**BRIEF**
Pull out every line of the records below that contains the word "podium", copying each one in full. Case counts when matching.

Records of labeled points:
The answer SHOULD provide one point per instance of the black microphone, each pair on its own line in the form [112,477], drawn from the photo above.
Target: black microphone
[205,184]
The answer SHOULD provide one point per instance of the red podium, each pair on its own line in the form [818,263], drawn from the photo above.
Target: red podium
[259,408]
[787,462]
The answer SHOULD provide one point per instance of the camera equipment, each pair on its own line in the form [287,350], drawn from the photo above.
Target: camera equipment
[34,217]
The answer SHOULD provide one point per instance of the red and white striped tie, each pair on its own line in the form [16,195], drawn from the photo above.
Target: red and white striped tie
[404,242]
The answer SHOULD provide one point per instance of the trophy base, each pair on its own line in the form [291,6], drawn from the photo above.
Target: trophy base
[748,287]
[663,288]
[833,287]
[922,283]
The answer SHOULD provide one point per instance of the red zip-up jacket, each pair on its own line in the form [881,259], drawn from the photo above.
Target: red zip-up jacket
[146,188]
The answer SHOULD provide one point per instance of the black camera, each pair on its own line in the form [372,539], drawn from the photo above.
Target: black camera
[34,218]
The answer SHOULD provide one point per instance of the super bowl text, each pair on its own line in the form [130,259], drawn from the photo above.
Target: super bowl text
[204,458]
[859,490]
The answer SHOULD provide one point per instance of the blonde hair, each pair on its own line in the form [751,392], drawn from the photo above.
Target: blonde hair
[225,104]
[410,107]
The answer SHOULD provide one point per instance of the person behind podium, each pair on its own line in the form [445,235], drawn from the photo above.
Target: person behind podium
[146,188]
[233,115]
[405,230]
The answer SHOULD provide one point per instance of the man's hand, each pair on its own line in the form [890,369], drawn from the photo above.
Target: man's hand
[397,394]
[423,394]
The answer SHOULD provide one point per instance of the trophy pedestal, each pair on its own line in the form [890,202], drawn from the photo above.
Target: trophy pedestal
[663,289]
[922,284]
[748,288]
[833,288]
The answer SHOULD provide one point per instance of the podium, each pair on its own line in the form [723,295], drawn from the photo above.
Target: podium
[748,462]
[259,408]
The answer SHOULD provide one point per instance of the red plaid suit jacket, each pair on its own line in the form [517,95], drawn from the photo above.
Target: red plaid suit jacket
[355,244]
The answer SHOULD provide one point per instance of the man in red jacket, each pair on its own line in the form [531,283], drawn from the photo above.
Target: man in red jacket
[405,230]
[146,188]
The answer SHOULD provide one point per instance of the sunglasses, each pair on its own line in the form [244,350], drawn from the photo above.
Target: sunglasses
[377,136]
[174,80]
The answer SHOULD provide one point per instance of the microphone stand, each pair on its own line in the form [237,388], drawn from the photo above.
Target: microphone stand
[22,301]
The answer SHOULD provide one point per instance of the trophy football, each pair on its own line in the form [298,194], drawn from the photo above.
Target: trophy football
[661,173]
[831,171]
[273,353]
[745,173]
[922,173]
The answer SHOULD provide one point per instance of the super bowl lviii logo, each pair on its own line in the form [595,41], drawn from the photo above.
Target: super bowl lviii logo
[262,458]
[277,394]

...

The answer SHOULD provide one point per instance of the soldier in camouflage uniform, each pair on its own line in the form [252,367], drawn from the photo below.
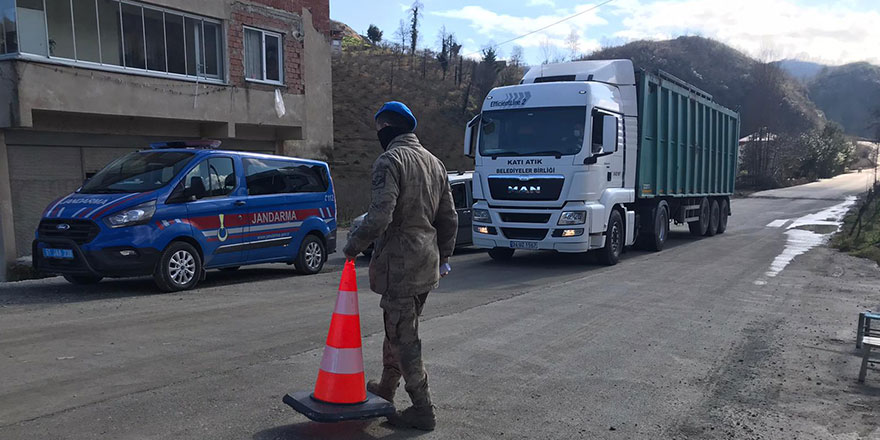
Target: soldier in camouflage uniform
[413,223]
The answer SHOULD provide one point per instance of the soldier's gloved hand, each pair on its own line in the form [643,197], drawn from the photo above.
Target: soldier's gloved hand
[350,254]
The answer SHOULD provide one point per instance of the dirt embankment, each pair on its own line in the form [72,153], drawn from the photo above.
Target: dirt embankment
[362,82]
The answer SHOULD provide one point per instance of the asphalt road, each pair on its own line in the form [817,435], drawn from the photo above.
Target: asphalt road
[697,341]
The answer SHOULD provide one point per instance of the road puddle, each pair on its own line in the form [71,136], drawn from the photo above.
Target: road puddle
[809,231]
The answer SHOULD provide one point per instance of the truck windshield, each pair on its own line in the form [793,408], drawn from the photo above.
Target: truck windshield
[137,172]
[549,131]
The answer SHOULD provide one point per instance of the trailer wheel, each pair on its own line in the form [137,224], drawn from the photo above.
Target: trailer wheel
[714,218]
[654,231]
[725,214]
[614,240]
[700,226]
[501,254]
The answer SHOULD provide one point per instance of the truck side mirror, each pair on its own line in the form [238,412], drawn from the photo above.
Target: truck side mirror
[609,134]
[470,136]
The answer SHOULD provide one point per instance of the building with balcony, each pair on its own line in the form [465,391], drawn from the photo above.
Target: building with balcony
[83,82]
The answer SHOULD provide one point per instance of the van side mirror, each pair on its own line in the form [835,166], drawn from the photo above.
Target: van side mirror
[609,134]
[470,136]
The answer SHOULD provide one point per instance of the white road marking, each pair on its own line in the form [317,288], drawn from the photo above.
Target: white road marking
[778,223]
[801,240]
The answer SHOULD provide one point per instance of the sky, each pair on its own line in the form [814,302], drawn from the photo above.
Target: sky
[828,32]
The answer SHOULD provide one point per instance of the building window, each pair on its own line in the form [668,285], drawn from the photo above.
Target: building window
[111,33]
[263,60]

--

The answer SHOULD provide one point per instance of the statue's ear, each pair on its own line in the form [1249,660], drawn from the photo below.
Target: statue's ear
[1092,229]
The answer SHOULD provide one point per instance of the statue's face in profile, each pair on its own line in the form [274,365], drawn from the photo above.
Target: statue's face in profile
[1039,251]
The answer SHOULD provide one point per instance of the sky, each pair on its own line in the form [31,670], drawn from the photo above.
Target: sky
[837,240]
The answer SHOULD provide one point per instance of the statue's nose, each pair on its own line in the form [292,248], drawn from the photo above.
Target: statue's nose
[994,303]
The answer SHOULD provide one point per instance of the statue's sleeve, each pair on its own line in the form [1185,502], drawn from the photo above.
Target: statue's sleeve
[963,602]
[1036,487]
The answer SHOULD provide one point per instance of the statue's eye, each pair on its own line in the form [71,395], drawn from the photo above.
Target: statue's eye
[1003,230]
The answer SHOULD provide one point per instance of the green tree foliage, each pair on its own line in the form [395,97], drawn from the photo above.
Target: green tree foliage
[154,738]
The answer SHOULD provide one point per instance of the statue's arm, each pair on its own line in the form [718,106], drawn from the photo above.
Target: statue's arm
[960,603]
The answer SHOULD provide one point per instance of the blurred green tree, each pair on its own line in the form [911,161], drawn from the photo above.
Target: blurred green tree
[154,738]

**THE ANSWER**
The answer SHOULD provide one point per instance of the red podium, each pair on its own line in the form [818,263], drawn from the photo above.
Target: red podium
The answer SHOULD provide one point per instance of the person behind podium, each pair on its own line in the form [445,235], drawn from the photo above.
Target: person behind podium
The answer SHOULD provide one point per instance of the podium, each pair on its own line in the form [723,295], drawn from the photo above.
Target: podium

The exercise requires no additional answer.